**Exercise 1**. In the passage below about Pen's life after his mother's death, who did RB find as a replacement for the Abbé?

* * *

It would be difficult to overstate the changes in Pen’s life that resulted from his mother’s death on 29 June 1861. Years later, looking back on that day and the events that followed, he wrote: “I have always remembered the date … as I remember what happened then as if it had been only recently: and the pain and anguish of it all are only too vivid and enduring” (letter to Elizabeth Porter Gould, 26 July 1896). Within a few days of EBB’s death, Pen’s appearance was completely altered, as can be seen from RB’s description of him in a letter to Sarianna: “The golden curls & fantastic dress … gone just as Ba is gone: he has short hair, worn boy-wise, long trowsers, is a common boy all at once” (5 July 1861). The next month Pen was removed from Italy, not to return for twenty-four years. In two more months, he was living in the gloom of London with new servants, new teachers, and without friends, although Aunt Arabella lived nearby.

Soon after relocating to London, RB devoted himself to superintending Pen’s education. Tutors were found for German, music, drawing, and dancing. RB also found a replacement for the Abbé in George Knox Gillespie; to lessons in Latin and mathematics, was added Greek. Although RB was preparing Pen for university, his ultimate aim was explained in a December 1861 letter to James and Julia Martin: “I intend him moreover, you must know (& not smile) for a diplomatist—his mother’s ambition for him.” RB did not send Pen to public school. At first he thought simply to delay it until such time as the boy could show enough proficiency in Latin and Greek to be placed in a higher form. Then it was decided to skip public school altogether. RB knew EBB’s mind on this subject. She had told Henrietta in March 1860 that Pen was “not fit for a school—he would be broken to pieces in it.” RB’s own mind, as expressed to Robert Bulwer Lytton, entertained “a grounded hope that Pen will do well in a School—much better than his previous life would lead one to expect. He is very socially inclined, best wrought upon by rivalry” (letter dated 20 September 1861). RB’s letters over the next five years contain approving references to Pen’s scholastic progress, as well as references to his feats of rowing, skating, fencing, and boxing. But when the time drew near for matriculation at Balliol College, Oxford, it became apparent that there had been too much sporting and not enough studying.

* * *

**Exercise 2**. Retype the stretch of the records below from their start through the line containing "[150,140,203,188]", both ends included, reproducing each line verbatim.

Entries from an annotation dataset

* * *

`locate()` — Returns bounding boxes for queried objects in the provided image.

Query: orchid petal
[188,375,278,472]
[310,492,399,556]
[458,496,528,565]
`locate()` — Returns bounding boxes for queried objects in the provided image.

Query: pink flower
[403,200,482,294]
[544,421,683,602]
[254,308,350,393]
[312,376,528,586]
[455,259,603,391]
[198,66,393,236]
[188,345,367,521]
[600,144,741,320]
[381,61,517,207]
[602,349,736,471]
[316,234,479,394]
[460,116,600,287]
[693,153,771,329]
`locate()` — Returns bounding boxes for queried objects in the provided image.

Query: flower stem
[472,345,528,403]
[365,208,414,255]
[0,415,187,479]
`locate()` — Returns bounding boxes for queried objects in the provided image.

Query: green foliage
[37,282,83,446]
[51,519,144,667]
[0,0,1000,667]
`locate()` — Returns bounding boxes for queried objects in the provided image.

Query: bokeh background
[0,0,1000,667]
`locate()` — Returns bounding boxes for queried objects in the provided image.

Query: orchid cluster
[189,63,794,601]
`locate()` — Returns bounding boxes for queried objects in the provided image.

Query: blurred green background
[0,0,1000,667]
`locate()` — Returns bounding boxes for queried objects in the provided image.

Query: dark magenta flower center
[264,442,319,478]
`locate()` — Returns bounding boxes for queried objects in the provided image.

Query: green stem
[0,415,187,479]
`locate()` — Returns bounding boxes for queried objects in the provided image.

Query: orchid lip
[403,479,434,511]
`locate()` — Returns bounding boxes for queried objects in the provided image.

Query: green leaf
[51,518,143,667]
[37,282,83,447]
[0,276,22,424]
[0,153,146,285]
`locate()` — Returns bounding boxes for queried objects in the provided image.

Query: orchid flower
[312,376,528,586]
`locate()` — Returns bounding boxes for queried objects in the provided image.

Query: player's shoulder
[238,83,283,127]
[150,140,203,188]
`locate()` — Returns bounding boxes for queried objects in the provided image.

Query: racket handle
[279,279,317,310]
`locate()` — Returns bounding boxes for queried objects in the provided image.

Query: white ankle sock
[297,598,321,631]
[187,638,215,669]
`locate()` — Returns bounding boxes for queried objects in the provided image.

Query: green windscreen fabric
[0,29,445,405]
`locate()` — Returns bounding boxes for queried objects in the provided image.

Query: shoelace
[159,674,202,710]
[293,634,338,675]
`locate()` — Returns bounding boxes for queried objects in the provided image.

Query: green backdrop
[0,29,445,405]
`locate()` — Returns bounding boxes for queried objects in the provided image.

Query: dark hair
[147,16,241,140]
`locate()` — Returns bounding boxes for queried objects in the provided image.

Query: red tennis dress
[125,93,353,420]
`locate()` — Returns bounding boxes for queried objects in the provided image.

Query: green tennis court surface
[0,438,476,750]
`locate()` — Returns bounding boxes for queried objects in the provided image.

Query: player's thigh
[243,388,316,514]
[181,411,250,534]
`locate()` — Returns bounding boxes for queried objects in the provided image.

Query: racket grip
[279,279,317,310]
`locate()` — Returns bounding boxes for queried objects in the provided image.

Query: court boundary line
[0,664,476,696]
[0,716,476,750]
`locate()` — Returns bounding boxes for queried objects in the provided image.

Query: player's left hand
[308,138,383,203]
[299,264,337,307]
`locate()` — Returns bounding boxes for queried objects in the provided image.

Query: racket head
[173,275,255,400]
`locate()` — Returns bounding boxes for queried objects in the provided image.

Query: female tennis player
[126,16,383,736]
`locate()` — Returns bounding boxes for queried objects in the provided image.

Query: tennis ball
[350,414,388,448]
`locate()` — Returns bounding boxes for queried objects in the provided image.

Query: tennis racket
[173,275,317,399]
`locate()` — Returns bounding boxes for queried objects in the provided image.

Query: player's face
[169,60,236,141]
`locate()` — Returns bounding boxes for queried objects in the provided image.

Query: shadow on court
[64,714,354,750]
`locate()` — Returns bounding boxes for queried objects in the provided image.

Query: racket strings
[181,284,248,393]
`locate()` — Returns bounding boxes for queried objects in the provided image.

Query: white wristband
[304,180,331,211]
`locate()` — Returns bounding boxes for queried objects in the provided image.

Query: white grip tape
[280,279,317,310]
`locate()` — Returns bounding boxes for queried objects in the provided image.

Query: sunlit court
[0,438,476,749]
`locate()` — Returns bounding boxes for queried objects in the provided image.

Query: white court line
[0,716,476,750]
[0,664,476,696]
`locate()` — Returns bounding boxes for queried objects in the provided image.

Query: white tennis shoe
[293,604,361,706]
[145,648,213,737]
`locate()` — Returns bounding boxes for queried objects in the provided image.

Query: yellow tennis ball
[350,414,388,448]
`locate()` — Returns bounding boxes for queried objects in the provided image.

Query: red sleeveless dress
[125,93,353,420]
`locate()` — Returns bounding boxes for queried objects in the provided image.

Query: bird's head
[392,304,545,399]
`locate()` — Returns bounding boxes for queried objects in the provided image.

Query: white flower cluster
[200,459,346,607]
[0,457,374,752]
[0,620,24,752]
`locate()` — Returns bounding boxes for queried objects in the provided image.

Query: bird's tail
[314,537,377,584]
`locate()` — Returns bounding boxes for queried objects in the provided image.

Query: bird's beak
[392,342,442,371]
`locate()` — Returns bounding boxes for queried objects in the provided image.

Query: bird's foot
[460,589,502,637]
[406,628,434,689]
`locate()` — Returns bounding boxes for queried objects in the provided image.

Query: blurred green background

* * *

**Correct answer 1**. George Knox Gillespie

**Correct answer 2**.
`locate()` — Returns bounding boxes for queried objects in the provided image.

Query: orchid petal
[188,375,278,472]
[310,492,399,556]
[458,496,528,565]
`locate()` — Returns bounding boxes for queried objects in the provided image.

Query: pink flower
[403,200,482,294]
[544,421,683,602]
[254,308,350,393]
[312,376,528,586]
[455,259,603,391]
[198,66,393,236]
[188,345,367,521]
[600,144,741,320]
[381,61,517,207]
[602,349,736,471]
[316,234,479,394]
[460,116,600,287]
[693,153,771,329]
`locate()` — Returns bounding boxes for queried objects in the provided image.

Query: flower stem
[472,345,528,403]
[365,208,414,255]
[0,415,187,479]
`locate()` — Returns bounding boxes for queried objects in the provided image.

Query: green foliage
[37,282,83,446]
[51,519,144,667]
[0,0,1000,667]
`locate()` — Returns bounding boxes for queried objects in the provided image.

Query: bokeh background
[0,0,1000,667]
`locate()` — Returns bounding boxes for queried objects in the provided image.

Query: orchid cluster
[189,63,794,601]
`locate()` — Returns bounding boxes for queried objects in the provided image.

Query: blurred green background
[0,0,1000,667]
`locate()` — Returns bounding boxes for queried objects in the provided image.

Query: dark magenta flower center
[264,442,319,478]
`locate()` — Returns bounding boxes for queried objects in the provided image.

Query: green stem
[0,415,187,479]
`locate()` — Returns bounding boxes for queried objects in the provided image.

Query: orchid lip
[403,479,434,511]
`locate()` — Returns bounding boxes for queried objects in the provided image.

Query: green leaf
[51,518,143,667]
[37,282,83,447]
[0,276,22,424]
[0,153,146,285]
`locate()` — Returns bounding boxes for queried objects in the provided image.

Query: orchid flower
[312,376,528,586]
`locate()` — Returns bounding boxes for queried objects in the provided image.

Query: player's shoulder
[238,83,283,127]
[150,140,203,188]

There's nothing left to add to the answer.